▶ **TASK LIST**:
A – Please decide whether each statement agrees with the study passage below. Answer yes or no and quote the deciding words.
(i) The two groups did not differ significantly in resilience at the start of the program.
(ii) On the TSES, the treatment group gained significantly more in teaching self-efficacy than the control group.
(iii) The researchers judged the sample size large enough to reach a conclusion.
B – According to the study passage below, why did the researchers expect the treatment group to gain more than the control group, especially in classroom management? Answer in one to three sentences.
C – List the subtests of teaching self-efficacy that the study passage below names.

____ PASSAGE TO READ

Table 3 shows the results of Q1 in terms of the impact of case based TIIP on candidates' resilience. The table indicates the average pre and post test scores for all participants (N = 26) as well as the control (N = 16) and treatment (N = 8) groups. The results of a dependent sample t-test (p < 0.05) reveal significant increases between the pre and post scores for all participants (t(257) = 7.57, p < .001) as well as both the control (t(179) = 5.15, p < .001) and treatment groups (t(79) = 5.39, p < .001).

Table 3

 CD-RISC-10 Pre and Post

Pre M(SD)Post M(SD)tdfp value

All participants, the control and treatment groups, had statistically significant increases in the pre and post-scores on the CD-RISC-10.

The results for Q2 in whether there is a difference in pre and post resilience scores between the treatment group (N = 8) and control group (N =16) are detailed in Table 4. The results of a t-Test of Two Samples Assuming Unequal Variances indicate that the pre-test score (t(145) = .616, p = .538) between the two groups was not significantly different, but the post test scores (t(213) = 4.08, p < .001) were significantly different.

Table 4

 Comparison of Pre and Post Scores Between the Two Groups CD-RISC-10

ControlTreatmenttdfp value
Pre M(SD)2.97(.831)3.05(.876).6161450.538
Post M(SD)3.34(.828)3.70(.635)4.08213<.001
Change M(SD) (post-pre scores)0.36(.92)0.65(1.00)2.14139<.001

There was no significant difference in resilience between the two groups at the start of the program, but there was a significant difference after the program. The treatment group made statistically more significant gains in the pre to post scores than the control group (M = .65, SD = 1.00 vs. M = .36, SD = .92). The difference between the pre and post scores of the two groups was also significant, again indicating greater gains in the treatment group (t(139) = 2.14, p < .001).

Discussion and Implications

In terms of self-efficacy for teaching, as measured by the TSES, participants made significant gains over the course of the program. Still, there was no significant difference between the control and treatment groups, which held true for the overall assessment results and the three subtests relating to classroom management, instructional strategies, and student engagement. The researchers had expected to see greater gains in teaching efficacy from the treatment group compared to the control group, especially in classroom management, as it related trauma-informed instruction more directly. That was not the case. Both groups made significant gains regardless of the content, indicating that trauma-informed instruction using a case study approach may potentially increase a teacher's self-efficacy, similar to a traditional academic content-driven course. The sample size of this study was too small to determine any conclusion and indicates an area for further research.

________
____ SOURCE DATA

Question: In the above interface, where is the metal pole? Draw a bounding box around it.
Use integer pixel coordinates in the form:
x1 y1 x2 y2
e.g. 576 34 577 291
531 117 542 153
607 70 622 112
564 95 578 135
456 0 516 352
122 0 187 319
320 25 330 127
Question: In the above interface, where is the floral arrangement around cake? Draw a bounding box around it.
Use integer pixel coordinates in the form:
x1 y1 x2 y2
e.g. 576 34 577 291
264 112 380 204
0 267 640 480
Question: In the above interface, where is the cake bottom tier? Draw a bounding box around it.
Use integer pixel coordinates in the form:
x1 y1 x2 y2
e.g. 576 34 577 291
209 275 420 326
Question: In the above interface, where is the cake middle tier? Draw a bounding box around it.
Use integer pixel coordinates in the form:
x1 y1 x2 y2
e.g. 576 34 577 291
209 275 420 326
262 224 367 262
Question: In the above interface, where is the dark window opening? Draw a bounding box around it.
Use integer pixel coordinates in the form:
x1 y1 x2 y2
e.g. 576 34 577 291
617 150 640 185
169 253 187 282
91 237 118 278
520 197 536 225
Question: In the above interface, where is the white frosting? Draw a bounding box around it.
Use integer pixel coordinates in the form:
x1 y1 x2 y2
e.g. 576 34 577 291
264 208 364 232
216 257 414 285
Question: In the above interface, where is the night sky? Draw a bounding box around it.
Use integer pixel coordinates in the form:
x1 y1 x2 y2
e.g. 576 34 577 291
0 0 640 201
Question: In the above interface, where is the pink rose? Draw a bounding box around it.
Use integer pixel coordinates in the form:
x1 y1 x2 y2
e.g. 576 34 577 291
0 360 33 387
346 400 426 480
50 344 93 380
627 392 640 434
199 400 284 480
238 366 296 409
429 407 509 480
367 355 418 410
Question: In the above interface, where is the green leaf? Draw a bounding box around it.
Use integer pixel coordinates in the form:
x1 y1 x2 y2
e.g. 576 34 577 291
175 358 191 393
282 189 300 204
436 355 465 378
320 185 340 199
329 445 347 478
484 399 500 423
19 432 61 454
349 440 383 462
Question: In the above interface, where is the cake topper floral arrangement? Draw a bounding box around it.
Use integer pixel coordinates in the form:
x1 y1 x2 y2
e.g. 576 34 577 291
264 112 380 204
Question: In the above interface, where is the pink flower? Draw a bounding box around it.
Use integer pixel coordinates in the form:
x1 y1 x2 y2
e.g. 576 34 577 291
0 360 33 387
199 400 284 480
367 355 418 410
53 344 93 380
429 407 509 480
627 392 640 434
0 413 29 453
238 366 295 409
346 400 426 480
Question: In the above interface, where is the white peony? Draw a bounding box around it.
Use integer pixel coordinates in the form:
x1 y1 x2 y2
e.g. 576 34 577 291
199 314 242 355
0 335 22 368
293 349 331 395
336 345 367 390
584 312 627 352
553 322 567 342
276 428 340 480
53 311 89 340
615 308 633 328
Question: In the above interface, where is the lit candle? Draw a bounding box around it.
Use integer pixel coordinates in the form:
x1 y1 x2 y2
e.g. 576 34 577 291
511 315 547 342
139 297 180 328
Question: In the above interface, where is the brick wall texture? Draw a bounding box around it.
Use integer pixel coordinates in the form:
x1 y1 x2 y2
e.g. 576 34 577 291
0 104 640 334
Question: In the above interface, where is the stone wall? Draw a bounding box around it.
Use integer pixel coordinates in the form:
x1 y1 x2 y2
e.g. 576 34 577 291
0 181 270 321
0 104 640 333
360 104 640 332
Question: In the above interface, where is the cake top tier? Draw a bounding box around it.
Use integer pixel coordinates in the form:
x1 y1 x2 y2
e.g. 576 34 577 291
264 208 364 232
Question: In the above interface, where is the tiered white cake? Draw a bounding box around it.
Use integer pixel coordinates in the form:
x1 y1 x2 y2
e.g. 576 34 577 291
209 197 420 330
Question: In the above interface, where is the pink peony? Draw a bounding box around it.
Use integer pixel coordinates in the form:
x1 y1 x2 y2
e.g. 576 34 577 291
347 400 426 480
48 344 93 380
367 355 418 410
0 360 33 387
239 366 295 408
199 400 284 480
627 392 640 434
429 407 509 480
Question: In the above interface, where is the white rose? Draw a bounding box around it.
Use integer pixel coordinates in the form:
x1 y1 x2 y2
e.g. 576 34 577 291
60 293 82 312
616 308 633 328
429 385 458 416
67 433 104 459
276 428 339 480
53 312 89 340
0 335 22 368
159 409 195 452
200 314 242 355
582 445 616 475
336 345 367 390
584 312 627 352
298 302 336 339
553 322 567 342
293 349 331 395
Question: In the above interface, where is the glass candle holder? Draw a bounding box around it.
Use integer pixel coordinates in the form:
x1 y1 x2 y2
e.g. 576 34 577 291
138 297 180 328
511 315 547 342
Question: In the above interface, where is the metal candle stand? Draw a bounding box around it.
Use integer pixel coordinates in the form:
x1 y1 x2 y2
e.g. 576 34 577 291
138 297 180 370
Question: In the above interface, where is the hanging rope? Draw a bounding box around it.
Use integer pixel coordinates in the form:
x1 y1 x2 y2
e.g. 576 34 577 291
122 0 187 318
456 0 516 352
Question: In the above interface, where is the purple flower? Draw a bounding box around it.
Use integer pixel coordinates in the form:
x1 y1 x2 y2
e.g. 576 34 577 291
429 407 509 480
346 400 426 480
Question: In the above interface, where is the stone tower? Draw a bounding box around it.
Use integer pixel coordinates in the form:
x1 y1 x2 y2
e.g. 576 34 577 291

________

▶ **WRITTEN ANSWERS**:
A –
(i) Yes: "There was no significant difference in resilience between the two groups at the start of the program"
(ii) No: "there was no significant difference between the control and treatment groups"
(iii) No: "The sample size of this study was too small to determine any conclusion"

B – The researchers expected greater gains in teaching efficacy from the treatment group, especially in classroom management, because classroom management related trauma-informed instruction more directly.

C –
- Classroom management
- Instructional strategies
- Student engagement